## DOCUMENT SEGMENT
---

The rules adopted as amendments to the city’s Traffic Rules specify that operating these “pedal-assist commercial bicycles” within the city is “lawful for delivery of goods and property in commerce,” and stated that they are under the same rules that apply to all bicycles.

The definition says the e-cargo bikes can measure up to 4 feet wide and 16 feet long (which can include a trailer) and 7 feet high, and can have up to 4 wheels. These larger dimensions are meant to let small businesses and logistics firms ” to replace larger trucks and vans with cargo bicycle models successfully deployed in other cities and countries.” The top assisted speed for pedal-assist commercial bicycles was set as 15 mph, the electric motors must not be higher wattage than 750W, and the rules state that the cargo bikes must comply with the weight rating specs set by the manufacturer. To be legal, all of the commercial cargo bikes must also have a legible manufacturer’s label “permanently affixed in a prominent location” stating the wattage of the motor and the maximum assisted speed,

Taking into account the need for pedestrians to have free access to sidewalks, the rule also states that the e-cargo bikes “cannot be parked or be left unattended on a sidewalk for any reason — even temporarily,” which could become a huge issue in the absence of such a rule. Instead, the rule established a new regulation that allows for the creation of “Commercial Bicycle Loading Only” zones in which e-cargo bikes can load and unload

As part the announcement, the NYC DOT also stated that it will provide safety training and educational materials to operators of e-cargo bikes, including about charging the bikes’ batteries safely.

---

## STATED EXERCISE 1
According to the e-cargo bike rules passage, what top assisted speed was set for pedal-assist commercial bicycles?
## STATED EXERCISE 2
Which lines of the records contain the string "hood"? Identify and copy each one, treating uppercase and lowercase as different.
The e-cargo bike rules passage has no connection to the records.

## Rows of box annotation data
---

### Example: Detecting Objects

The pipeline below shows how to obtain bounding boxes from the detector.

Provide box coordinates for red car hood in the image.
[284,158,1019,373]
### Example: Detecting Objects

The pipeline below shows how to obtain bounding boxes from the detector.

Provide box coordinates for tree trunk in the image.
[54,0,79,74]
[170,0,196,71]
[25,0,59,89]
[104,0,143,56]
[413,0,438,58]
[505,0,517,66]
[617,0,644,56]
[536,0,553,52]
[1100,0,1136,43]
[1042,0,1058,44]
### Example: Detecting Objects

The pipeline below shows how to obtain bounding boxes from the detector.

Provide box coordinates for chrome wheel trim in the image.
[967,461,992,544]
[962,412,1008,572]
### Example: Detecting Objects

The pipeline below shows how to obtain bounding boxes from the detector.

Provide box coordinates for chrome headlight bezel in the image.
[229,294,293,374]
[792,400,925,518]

---

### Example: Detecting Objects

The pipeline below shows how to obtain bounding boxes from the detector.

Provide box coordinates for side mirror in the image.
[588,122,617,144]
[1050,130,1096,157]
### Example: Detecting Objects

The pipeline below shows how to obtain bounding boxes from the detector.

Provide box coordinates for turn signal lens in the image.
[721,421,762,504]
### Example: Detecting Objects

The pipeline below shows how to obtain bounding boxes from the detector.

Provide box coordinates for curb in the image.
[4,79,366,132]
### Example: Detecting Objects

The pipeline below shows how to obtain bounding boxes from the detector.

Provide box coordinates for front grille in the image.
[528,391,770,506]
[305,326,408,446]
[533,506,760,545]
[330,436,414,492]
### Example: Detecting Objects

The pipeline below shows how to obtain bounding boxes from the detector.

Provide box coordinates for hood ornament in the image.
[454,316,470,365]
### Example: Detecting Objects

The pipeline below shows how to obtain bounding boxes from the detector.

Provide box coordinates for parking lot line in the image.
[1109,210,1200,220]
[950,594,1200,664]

---

## SOLUTION 1
15 mph

## SOLUTION 2
Provide box coordinates for red car hood in the image.
Provide box coordinates for hood ornament in the image.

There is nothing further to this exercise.